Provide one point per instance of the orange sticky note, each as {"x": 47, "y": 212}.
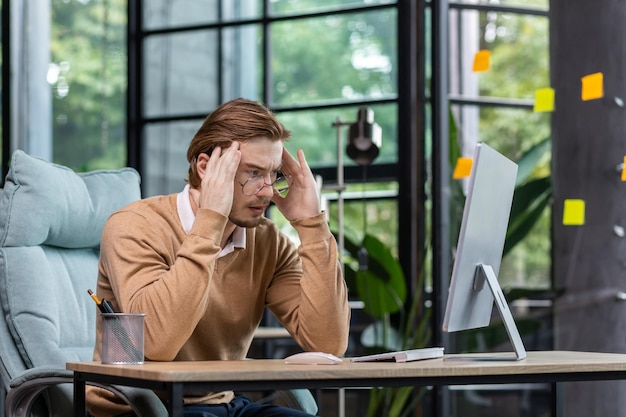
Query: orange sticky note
{"x": 592, "y": 86}
{"x": 574, "y": 212}
{"x": 481, "y": 61}
{"x": 463, "y": 168}
{"x": 544, "y": 100}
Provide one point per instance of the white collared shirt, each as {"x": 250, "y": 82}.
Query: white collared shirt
{"x": 185, "y": 213}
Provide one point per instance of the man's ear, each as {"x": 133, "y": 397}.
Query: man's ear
{"x": 201, "y": 162}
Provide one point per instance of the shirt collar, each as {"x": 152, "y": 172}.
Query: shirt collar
{"x": 185, "y": 213}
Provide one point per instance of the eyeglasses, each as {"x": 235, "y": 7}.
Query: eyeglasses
{"x": 255, "y": 183}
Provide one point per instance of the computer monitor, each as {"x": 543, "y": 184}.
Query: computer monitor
{"x": 474, "y": 284}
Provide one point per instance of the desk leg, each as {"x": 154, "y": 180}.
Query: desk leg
{"x": 557, "y": 399}
{"x": 175, "y": 399}
{"x": 79, "y": 396}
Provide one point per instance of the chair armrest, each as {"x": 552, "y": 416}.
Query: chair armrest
{"x": 299, "y": 399}
{"x": 28, "y": 386}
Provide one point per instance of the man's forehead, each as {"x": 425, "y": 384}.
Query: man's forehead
{"x": 263, "y": 153}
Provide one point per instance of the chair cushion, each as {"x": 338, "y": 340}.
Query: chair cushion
{"x": 48, "y": 204}
{"x": 43, "y": 292}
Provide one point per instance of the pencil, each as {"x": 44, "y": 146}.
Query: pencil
{"x": 104, "y": 305}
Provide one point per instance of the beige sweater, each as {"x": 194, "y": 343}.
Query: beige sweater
{"x": 200, "y": 306}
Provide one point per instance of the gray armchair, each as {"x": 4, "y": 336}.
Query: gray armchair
{"x": 51, "y": 219}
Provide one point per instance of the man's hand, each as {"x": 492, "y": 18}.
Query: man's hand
{"x": 218, "y": 179}
{"x": 303, "y": 199}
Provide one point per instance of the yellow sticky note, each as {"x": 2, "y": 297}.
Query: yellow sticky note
{"x": 463, "y": 168}
{"x": 481, "y": 61}
{"x": 574, "y": 212}
{"x": 544, "y": 100}
{"x": 592, "y": 86}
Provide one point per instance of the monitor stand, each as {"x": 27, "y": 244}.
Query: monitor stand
{"x": 485, "y": 273}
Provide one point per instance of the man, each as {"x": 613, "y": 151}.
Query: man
{"x": 203, "y": 264}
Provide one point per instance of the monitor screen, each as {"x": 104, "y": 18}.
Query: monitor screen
{"x": 474, "y": 285}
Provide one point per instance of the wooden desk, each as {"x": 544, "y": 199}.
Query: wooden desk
{"x": 178, "y": 377}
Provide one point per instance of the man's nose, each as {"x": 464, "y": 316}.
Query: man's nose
{"x": 266, "y": 191}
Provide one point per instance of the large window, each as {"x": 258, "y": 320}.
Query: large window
{"x": 494, "y": 104}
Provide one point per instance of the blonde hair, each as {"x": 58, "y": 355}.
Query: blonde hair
{"x": 237, "y": 120}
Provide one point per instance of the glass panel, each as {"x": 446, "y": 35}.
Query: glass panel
{"x": 181, "y": 73}
{"x": 519, "y": 63}
{"x": 278, "y": 7}
{"x": 87, "y": 76}
{"x": 165, "y": 156}
{"x": 543, "y": 4}
{"x": 313, "y": 132}
{"x": 351, "y": 56}
{"x": 242, "y": 70}
{"x": 160, "y": 14}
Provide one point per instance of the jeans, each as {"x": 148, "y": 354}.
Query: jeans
{"x": 241, "y": 406}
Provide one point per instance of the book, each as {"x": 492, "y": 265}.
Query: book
{"x": 403, "y": 355}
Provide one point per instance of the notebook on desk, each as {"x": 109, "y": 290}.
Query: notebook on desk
{"x": 402, "y": 355}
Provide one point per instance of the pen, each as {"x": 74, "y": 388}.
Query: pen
{"x": 118, "y": 329}
{"x": 104, "y": 305}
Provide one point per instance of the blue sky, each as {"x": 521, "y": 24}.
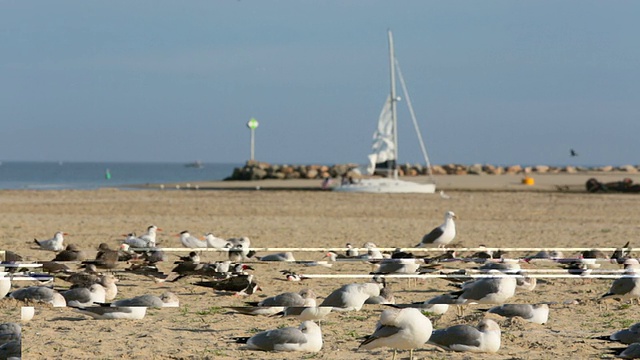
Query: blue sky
{"x": 500, "y": 82}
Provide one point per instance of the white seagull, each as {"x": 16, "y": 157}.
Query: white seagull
{"x": 150, "y": 236}
{"x": 484, "y": 338}
{"x": 53, "y": 244}
{"x": 191, "y": 241}
{"x": 535, "y": 313}
{"x": 443, "y": 234}
{"x": 307, "y": 338}
{"x": 215, "y": 242}
{"x": 112, "y": 312}
{"x": 82, "y": 296}
{"x": 5, "y": 286}
{"x": 404, "y": 329}
{"x": 40, "y": 294}
{"x": 496, "y": 288}
{"x": 626, "y": 286}
{"x": 351, "y": 296}
{"x": 626, "y": 336}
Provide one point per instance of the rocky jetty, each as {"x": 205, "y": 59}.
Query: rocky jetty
{"x": 256, "y": 170}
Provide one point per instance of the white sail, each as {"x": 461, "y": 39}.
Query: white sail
{"x": 385, "y": 150}
{"x": 383, "y": 138}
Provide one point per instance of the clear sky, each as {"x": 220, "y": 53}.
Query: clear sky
{"x": 499, "y": 82}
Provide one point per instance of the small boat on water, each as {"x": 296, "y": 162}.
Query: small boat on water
{"x": 196, "y": 164}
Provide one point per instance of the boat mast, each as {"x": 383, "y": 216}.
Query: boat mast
{"x": 393, "y": 104}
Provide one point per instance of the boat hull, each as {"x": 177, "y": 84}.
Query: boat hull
{"x": 386, "y": 186}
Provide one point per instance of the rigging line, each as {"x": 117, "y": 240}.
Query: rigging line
{"x": 413, "y": 118}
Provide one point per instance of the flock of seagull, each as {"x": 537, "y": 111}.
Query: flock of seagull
{"x": 400, "y": 326}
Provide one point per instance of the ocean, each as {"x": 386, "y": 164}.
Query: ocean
{"x": 94, "y": 175}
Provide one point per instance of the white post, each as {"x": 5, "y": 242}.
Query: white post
{"x": 252, "y": 124}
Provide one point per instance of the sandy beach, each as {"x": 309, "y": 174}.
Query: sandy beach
{"x": 496, "y": 211}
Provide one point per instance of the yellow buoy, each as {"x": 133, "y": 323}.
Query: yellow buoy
{"x": 528, "y": 181}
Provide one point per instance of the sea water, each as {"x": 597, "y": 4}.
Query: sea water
{"x": 93, "y": 175}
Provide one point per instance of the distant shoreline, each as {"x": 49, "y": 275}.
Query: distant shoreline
{"x": 542, "y": 183}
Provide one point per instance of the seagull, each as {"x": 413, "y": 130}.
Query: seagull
{"x": 190, "y": 241}
{"x": 626, "y": 336}
{"x": 167, "y": 299}
{"x": 39, "y": 294}
{"x": 351, "y": 251}
{"x": 150, "y": 236}
{"x": 307, "y": 337}
{"x": 386, "y": 297}
{"x": 443, "y": 234}
{"x": 215, "y": 242}
{"x": 53, "y": 244}
{"x": 71, "y": 253}
{"x": 436, "y": 306}
{"x": 9, "y": 332}
{"x": 106, "y": 258}
{"x": 484, "y": 338}
{"x": 285, "y": 256}
{"x": 625, "y": 287}
{"x": 108, "y": 282}
{"x": 109, "y": 312}
{"x": 404, "y": 329}
{"x": 82, "y": 296}
{"x": 494, "y": 289}
{"x": 630, "y": 352}
{"x": 240, "y": 285}
{"x": 5, "y": 286}
{"x": 351, "y": 296}
{"x": 535, "y": 313}
{"x": 275, "y": 304}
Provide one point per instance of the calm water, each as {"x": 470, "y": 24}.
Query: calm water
{"x": 77, "y": 175}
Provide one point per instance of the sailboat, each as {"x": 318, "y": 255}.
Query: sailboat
{"x": 383, "y": 158}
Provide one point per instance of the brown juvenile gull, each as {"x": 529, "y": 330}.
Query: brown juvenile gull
{"x": 307, "y": 338}
{"x": 53, "y": 244}
{"x": 443, "y": 234}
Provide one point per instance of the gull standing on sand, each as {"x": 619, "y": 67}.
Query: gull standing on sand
{"x": 40, "y": 294}
{"x": 215, "y": 242}
{"x": 5, "y": 286}
{"x": 53, "y": 244}
{"x": 285, "y": 256}
{"x": 484, "y": 338}
{"x": 10, "y": 341}
{"x": 167, "y": 299}
{"x": 496, "y": 288}
{"x": 404, "y": 329}
{"x": 535, "y": 313}
{"x": 307, "y": 338}
{"x": 443, "y": 234}
{"x": 626, "y": 336}
{"x": 82, "y": 296}
{"x": 191, "y": 241}
{"x": 150, "y": 236}
{"x": 626, "y": 286}
{"x": 351, "y": 296}
{"x": 109, "y": 312}
{"x": 277, "y": 303}
{"x": 71, "y": 253}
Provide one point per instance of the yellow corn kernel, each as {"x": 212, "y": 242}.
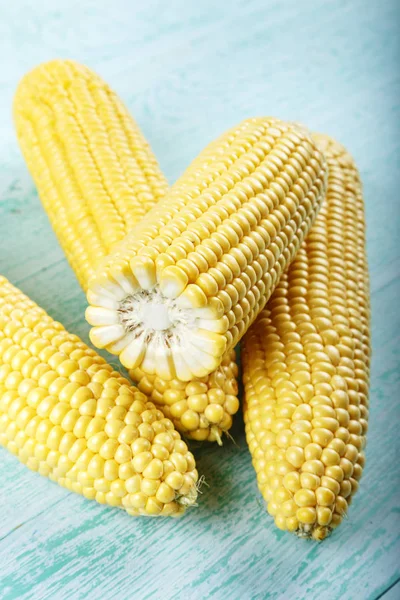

* Work item
As listed above, the lines from the line with "Query: man's hand" to the line with "Provide one point per instance of the blue" are to be echoed exactly, with both ends included and nothing added.

* Exercise response
Query: man's hand
{"x": 218, "y": 179}
{"x": 303, "y": 199}
Provide one point per instance of the yellow sticky note, each as {"x": 2, "y": 297}.
Query: yellow sticky note
{"x": 463, "y": 168}
{"x": 481, "y": 61}
{"x": 574, "y": 212}
{"x": 544, "y": 100}
{"x": 592, "y": 86}
Provide one point per instance of the monitor stand, each as {"x": 27, "y": 244}.
Query: monitor stand
{"x": 485, "y": 273}
Provide one point per instance of the man, each as {"x": 613, "y": 151}.
Query: man
{"x": 203, "y": 264}
Provide one point per instance of the monitor screen, each as {"x": 104, "y": 18}.
Query: monitor screen
{"x": 474, "y": 285}
Provide one point per instance of the wooden desk, each as {"x": 544, "y": 199}.
Query: wooden desk
{"x": 178, "y": 377}
Provide one point per instance of the man's nose, each as {"x": 464, "y": 316}.
Query: man's nose
{"x": 266, "y": 191}
Provide one point per instance of the large window, each as {"x": 258, "y": 320}.
Query: large window
{"x": 494, "y": 104}
Provide one point per instance of the blonde hair, each as {"x": 58, "y": 355}.
Query: blonde hair
{"x": 237, "y": 120}
Provide one point per instance of the glass panel, each as {"x": 446, "y": 35}.
Query: glass panel
{"x": 181, "y": 73}
{"x": 519, "y": 63}
{"x": 278, "y": 7}
{"x": 87, "y": 76}
{"x": 165, "y": 156}
{"x": 543, "y": 4}
{"x": 313, "y": 132}
{"x": 351, "y": 56}
{"x": 242, "y": 70}
{"x": 160, "y": 14}
Provide one point per instance of the jeans, each as {"x": 148, "y": 354}.
Query: jeans
{"x": 241, "y": 406}
Provide one point per instance of the book, each as {"x": 492, "y": 265}.
Query: book
{"x": 403, "y": 355}
Provide one point per instance of the notebook on desk, each as {"x": 109, "y": 290}.
Query: notebook on desk
{"x": 402, "y": 355}
Provide one point per instance of the pen, each as {"x": 74, "y": 388}.
Query: pen
{"x": 118, "y": 329}
{"x": 104, "y": 305}
Provide one point per instance of the blue sky, each as {"x": 521, "y": 24}.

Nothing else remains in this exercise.